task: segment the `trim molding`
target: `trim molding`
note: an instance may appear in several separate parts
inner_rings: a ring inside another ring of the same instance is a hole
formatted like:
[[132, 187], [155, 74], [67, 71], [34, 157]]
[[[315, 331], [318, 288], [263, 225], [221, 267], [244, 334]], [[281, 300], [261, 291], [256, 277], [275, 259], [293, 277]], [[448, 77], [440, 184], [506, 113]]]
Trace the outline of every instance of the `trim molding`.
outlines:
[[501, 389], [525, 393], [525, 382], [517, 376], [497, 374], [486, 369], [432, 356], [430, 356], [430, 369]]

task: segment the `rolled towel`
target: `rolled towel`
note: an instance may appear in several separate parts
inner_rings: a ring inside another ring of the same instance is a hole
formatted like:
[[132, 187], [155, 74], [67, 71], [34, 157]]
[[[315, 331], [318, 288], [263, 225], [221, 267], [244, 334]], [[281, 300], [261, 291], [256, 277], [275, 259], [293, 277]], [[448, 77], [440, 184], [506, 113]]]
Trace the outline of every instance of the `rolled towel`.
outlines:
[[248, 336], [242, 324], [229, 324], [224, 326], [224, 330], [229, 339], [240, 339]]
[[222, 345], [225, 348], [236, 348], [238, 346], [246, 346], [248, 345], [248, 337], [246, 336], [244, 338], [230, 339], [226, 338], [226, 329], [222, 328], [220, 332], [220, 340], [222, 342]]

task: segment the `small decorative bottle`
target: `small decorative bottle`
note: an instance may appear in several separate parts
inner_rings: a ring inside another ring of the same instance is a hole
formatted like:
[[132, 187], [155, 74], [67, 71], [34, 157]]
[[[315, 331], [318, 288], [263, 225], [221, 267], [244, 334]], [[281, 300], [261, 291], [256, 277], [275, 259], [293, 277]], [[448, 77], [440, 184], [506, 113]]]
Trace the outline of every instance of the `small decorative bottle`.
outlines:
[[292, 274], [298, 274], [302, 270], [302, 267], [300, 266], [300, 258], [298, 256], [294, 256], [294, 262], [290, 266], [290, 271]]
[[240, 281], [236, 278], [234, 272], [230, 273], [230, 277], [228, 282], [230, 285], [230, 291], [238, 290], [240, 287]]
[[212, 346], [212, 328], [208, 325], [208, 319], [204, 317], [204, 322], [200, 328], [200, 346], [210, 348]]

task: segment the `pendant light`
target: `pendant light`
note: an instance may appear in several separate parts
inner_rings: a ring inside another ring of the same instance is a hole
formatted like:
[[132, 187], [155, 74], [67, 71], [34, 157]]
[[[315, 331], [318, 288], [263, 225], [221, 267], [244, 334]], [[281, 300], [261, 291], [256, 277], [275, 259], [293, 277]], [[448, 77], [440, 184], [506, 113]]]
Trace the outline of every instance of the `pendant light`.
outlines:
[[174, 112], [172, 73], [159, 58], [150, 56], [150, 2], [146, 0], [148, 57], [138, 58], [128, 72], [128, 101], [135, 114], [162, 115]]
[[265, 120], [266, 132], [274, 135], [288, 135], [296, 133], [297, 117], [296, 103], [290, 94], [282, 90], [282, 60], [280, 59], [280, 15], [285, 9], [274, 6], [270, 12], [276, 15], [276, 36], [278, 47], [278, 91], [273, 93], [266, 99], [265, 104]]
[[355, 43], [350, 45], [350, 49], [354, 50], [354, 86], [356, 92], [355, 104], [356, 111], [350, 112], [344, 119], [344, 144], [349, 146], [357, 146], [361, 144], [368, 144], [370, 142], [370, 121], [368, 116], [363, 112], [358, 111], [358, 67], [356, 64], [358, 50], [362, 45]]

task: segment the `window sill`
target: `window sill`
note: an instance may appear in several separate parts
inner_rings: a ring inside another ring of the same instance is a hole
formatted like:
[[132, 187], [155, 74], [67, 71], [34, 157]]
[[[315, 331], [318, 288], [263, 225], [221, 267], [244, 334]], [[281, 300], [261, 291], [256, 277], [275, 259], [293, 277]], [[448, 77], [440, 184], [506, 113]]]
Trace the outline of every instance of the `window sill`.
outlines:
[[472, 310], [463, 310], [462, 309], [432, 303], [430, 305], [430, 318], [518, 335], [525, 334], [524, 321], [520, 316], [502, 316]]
○ ○ ○ ○ ○ ○ ○
YOUR TASK — Please repeat all the records above exactly as they appear.

RESULT OF THIS TASK —
task: segment the `trim molding`
target: `trim molding`
note: an instance may appear in several separate parts
inner_rings: a ring inside another ring of the same instance is a hole
formatted like:
[[132, 187], [155, 74], [67, 71], [34, 157]]
[[[315, 331], [318, 288], [263, 225], [221, 267], [244, 334]], [[281, 300], [261, 291], [256, 277], [275, 259], [293, 277]], [[448, 77], [440, 184], [506, 113]]]
Trace the outline of every instance of the `trim molding`.
outlines:
[[501, 389], [525, 393], [525, 382], [517, 376], [497, 374], [486, 369], [432, 356], [430, 356], [430, 369]]

task: segment the `rolled towel`
target: `rolled towel`
note: an instance may appear in several separate parts
inner_rings: a ring inside another ring of the same instance is a hole
formatted like:
[[132, 187], [155, 74], [67, 71], [34, 157]]
[[[315, 331], [318, 288], [263, 225], [221, 267], [244, 334]], [[281, 300], [261, 291], [256, 277], [275, 259], [293, 277]], [[448, 77], [440, 184], [506, 113]]]
Trace the outline of every instance of the `rolled towel`.
outlines:
[[248, 336], [242, 324], [229, 324], [224, 326], [224, 330], [229, 339], [240, 339]]
[[222, 345], [225, 348], [236, 348], [238, 346], [246, 346], [248, 345], [248, 337], [246, 336], [244, 338], [230, 339], [226, 338], [226, 329], [222, 328], [220, 332], [220, 340], [222, 342]]

task: segment the `small decorative bottle`
target: `small decorative bottle`
note: an instance may appear in several separate parts
inner_rings: a ring inside another ring of the same instance is a hole
formatted like:
[[132, 187], [155, 74], [67, 71], [34, 157]]
[[[315, 331], [318, 288], [263, 225], [221, 267], [244, 334]], [[281, 300], [261, 291], [256, 277], [275, 259], [293, 277]], [[448, 77], [440, 184], [506, 113]]]
Trace the outline of every instance of the `small decorative bottle`.
outlines:
[[292, 274], [298, 274], [302, 270], [302, 267], [300, 266], [300, 258], [298, 256], [294, 256], [294, 262], [290, 266], [290, 271]]
[[240, 281], [236, 278], [234, 272], [230, 273], [230, 277], [228, 282], [230, 285], [230, 291], [238, 290], [240, 287]]
[[212, 346], [212, 328], [208, 325], [208, 319], [204, 317], [204, 322], [200, 328], [200, 346], [210, 348]]

task: segment the `pendant light`
target: `pendant light`
note: an instance may appear in several separate parts
inner_rings: a ring inside another ring of the same instance is a hole
formatted like:
[[132, 187], [155, 74], [67, 71], [34, 157]]
[[[315, 331], [318, 288], [263, 225], [221, 267], [244, 334]], [[281, 300], [261, 291], [256, 277], [275, 259], [293, 277]], [[448, 77], [440, 184], [506, 113]]]
Trace the outline of every instance of the `pendant light`.
outlines:
[[174, 112], [172, 73], [159, 58], [150, 56], [150, 2], [146, 0], [148, 57], [138, 58], [128, 72], [128, 101], [135, 114], [162, 115]]
[[265, 120], [266, 132], [274, 135], [288, 135], [296, 133], [297, 117], [296, 103], [290, 94], [282, 90], [282, 60], [280, 59], [280, 15], [285, 9], [274, 6], [270, 12], [276, 15], [276, 36], [278, 47], [278, 91], [273, 93], [266, 99], [265, 104]]
[[355, 43], [350, 45], [350, 49], [354, 50], [354, 86], [356, 92], [355, 104], [356, 111], [350, 112], [344, 119], [344, 144], [349, 146], [357, 146], [361, 144], [368, 144], [370, 142], [370, 121], [368, 116], [363, 112], [358, 111], [358, 67], [356, 64], [358, 50], [362, 45]]

task: segment the `window sill`
target: `window sill`
note: an instance may appear in several separate parts
inner_rings: a ring inside another ring of the same instance is a hole
formatted like:
[[132, 187], [155, 74], [67, 71], [34, 157]]
[[[315, 331], [318, 288], [263, 225], [221, 267], [244, 334]], [[281, 300], [261, 291], [256, 277], [275, 259], [293, 277]], [[448, 77], [440, 184], [506, 113]]]
Trace the outline of every instance of the `window sill`.
outlines:
[[472, 310], [463, 310], [462, 309], [432, 303], [430, 305], [430, 318], [518, 335], [525, 334], [524, 321], [520, 316], [502, 316]]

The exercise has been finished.